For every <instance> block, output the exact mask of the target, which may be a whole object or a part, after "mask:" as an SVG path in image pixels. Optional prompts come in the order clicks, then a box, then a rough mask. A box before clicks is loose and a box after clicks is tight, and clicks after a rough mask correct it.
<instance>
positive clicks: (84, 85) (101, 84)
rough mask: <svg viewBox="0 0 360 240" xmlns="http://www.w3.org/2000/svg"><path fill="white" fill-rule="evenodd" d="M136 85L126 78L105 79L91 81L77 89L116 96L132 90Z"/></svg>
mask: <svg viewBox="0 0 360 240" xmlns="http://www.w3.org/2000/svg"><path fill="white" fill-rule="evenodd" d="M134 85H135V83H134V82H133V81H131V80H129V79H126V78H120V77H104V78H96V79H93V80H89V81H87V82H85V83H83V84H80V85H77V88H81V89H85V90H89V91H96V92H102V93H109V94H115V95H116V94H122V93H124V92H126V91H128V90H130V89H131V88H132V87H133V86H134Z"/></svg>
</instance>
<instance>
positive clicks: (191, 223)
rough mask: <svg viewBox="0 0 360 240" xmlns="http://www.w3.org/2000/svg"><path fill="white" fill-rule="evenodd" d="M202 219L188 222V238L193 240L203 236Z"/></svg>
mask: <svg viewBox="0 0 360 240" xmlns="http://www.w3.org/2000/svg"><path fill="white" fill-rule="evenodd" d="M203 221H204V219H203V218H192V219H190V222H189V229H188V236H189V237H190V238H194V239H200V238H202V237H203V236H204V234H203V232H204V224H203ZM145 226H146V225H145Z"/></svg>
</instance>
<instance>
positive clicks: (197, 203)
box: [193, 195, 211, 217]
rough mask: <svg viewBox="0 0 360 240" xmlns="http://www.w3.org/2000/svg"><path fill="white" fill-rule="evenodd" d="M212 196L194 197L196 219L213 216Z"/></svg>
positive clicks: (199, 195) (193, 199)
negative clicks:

* * * * *

In this exercise, repeat the entries above verbatim.

For every <instance> block, output the exact mask of the target, which may be a whole object or a part, after "mask:" as an SVG path in image pixels. Optional prompts come in the order clicks, then a box, then a rough mask. A box before clicks is loose and a box after clicks is tight, and clicks after a rough mask correct it.
<instance>
positive clicks: (84, 85) (101, 84)
rough mask: <svg viewBox="0 0 360 240" xmlns="http://www.w3.org/2000/svg"><path fill="white" fill-rule="evenodd" d="M136 85L126 78L105 79L91 81L77 89L116 96L132 90Z"/></svg>
mask: <svg viewBox="0 0 360 240" xmlns="http://www.w3.org/2000/svg"><path fill="white" fill-rule="evenodd" d="M134 85H135V83H134V82H133V81H131V80H129V79H126V78H120V77H104V78H96V79H93V80H89V81H87V82H85V83H83V84H80V85H77V88H81V89H85V90H89V91H96V92H102V93H109V94H115V95H116V94H122V93H124V92H126V91H128V90H130V89H131V88H132V87H133V86H134Z"/></svg>
</instance>
<instance>
positive clicks: (191, 223)
rough mask: <svg viewBox="0 0 360 240" xmlns="http://www.w3.org/2000/svg"><path fill="white" fill-rule="evenodd" d="M202 219L188 222V238L193 240L203 236Z"/></svg>
mask: <svg viewBox="0 0 360 240" xmlns="http://www.w3.org/2000/svg"><path fill="white" fill-rule="evenodd" d="M203 221H204V219H203V218H192V219H190V222H189V229H188V236H189V237H190V238H194V239H200V238H202V237H203V236H204V234H203V232H204V224H203ZM145 226H146V225H145Z"/></svg>
</instance>
<instance>
positive clicks: (197, 203)
box: [193, 195, 211, 217]
rough mask: <svg viewBox="0 0 360 240" xmlns="http://www.w3.org/2000/svg"><path fill="white" fill-rule="evenodd" d="M212 196L194 197L196 219L213 216Z"/></svg>
positive clicks: (199, 195) (193, 199)
negative clicks:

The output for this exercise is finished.